EXTRAIT DU DOCUMENT:
++++

Quel rôle a joué la Convention internationale pour l’élimination de toutes les formes de discrimination raciale de 1965 ?
Plus que tout autre texte, ce traité multilatéral conclu dans le domaine des droits humains représente le cœur de la lutte internationale contre la discrimination raciale. Comme les théories raciales étaient en phase avec l’Europe impérialiste du XIXe siècle, la Convention s’inscrit dans le contexte historique de la décolonisation. À l’objectif premier d’empêcher la reproduction des atrocités causées par les régimes ouvertement racistes s’ajoute le désir de prendre des distances avec le modèle colonial.
Et en Suisse ?
La Constitution fédérale de 1874 faisant suite à celle de 1848, elle n’a pas été révisée dans le sillage de l’après-guerre. En revanche, presque tous les cantons ont procédé à une révision totale de leurs constitutions à partir de 1960 et beaucoup ont inscrit l’interdiction des discriminations fondées sur la « race ». Aujourd’hui, parmi les cantons dont la constitution contient un catalogue de droits fondamentaux comprenant une interdiction des discriminations énumérant divers critères « prohibés », la plupart utilisent le mot « race » (ZH, BE, UR, NW, GL, BS, BL, AR, AG, TI et JU). Seuls Neuchâtel (qui parle d’« origine, ethnie et couleur »), Vaud (« origine, patrimoine génétique et aspect physique ») et Genève (« origine ») y ont renoncé. Certains cantons n’ont, dans leur nouvelle constitution, pas inséré de catalogue propre de droits fondamentaux, se contentant de renvoyer à celui de la Constitution fédérale (LU, SZ, SG et GR). D’autres n’ont, dans leur catalogue, pas d’interdiction de la discrimination (SO, OW et TG) ou mentionnent simplement le principe de l’interdiction de la discrimination, sans énumération des motifs « prohibés » (SH et FR). Enfin, trois cantons n’ont pas (encore) révisé leurs constitutions, qui datent de la fin du XVIIIe ou du début du XIXe siècle (AI, ZG et VS).

++++

LISTE DU MATÉRIEL:
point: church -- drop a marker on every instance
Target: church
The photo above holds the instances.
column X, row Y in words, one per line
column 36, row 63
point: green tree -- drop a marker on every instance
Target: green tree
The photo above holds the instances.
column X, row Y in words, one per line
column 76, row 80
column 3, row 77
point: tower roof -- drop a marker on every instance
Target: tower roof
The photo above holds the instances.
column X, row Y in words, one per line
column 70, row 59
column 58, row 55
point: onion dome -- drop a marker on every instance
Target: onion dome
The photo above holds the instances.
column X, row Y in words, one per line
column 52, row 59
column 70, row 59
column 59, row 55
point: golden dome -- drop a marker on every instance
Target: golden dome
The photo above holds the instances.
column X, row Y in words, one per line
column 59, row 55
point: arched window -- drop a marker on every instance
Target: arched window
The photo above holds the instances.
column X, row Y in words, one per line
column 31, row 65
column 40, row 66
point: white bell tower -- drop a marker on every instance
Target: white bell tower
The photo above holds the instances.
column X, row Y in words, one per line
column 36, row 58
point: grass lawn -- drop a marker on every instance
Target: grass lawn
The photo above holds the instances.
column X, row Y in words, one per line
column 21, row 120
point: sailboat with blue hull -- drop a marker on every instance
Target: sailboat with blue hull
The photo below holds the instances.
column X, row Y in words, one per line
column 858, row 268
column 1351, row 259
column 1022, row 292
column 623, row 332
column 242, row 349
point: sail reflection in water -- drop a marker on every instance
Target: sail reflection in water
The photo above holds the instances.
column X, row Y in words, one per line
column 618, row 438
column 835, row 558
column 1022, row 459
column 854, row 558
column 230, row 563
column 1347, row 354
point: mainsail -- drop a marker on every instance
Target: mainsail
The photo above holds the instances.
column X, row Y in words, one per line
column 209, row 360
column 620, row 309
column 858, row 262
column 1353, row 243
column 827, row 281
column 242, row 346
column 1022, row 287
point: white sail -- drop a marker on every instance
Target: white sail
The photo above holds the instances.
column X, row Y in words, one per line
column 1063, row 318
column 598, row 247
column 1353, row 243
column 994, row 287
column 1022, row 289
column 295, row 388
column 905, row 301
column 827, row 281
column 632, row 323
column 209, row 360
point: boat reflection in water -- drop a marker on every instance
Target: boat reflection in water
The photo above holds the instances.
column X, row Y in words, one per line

++++

CONSIGNES:
- 1) D'après l'extrait sur la discrimination raciale, dans quel contexte historique s'inscrit la Convention de 1965 ?
- 2) Dans l'extrait sur la discrimination raciale, quels cantons se contentent de renvoyer au catalogue de droits fondamentaux de la Constitution fédérale ? Donnez leurs abréviations telles qu'elles apparaissent dans le texte.
- 3) Prolongez l'extrait sur la discrimination raciale en Suisse à partir de sa dernière phrase.
Le matériel ne joue aucun rôle dans cet exercice.

CORRIGÉ:
- 1) Elle s'inscrit dans le contexte historique de la décolonisation.

- 2) LU, SZ, SG et GR.

- 3)
Au niveau fédéral, il faut attendre la révision de 1999 pour trouver l’occurrence « race » dans la Constitution. Il faut néanmoins préciser que la notion de « race » a été inscrite dans l’ordre juridique suisse quelques années avant que le principe de non-discrimination soit ancré dans la Constitution fédérale. Depuis 1995, le code pénal suisse protège expressément certains groupes de personnes contre les discriminations dans les rapports entre particuliers. L’Art. 261bis punit les discriminations et les incitations à la haine fondées sur l’appartenance raciale, ethnique et religieuse et, depuis peu, l’orientation sexuelle. De manière générale, la notion de « race » est entrée dans l’ordre juridique suisse dans le but de traduire, en droit national, les garanties du droit international.
Il n’empêche : recourir à un terme scientifiquement réprouvé pour protéger des individus malmenés par l’histoire peut paraître schizophrénique…
Il est vrai que recourir à un terme largement décrié pour protéger des individus et des groupes d’individus contre une réalité bien présente – le racisme – peut paraître déroutant. Mais une chose est sûre : le terme « race » contenu dans les textes juridiques internationaux et nationaux ne saurait être interprété comme légitimant une quelconque idée de hiérarchie entre groupes humains. Nonobstant, il est légitime que la conservation de ce terme dans les ordres juridiques contemporains fasse aujourd’hui largement débat.
Pourtant, l’utilisation du terme de « race » pose moins problème d’un côté ou de l’autre de l’Atlantique. Comment l’expliquez-vous ?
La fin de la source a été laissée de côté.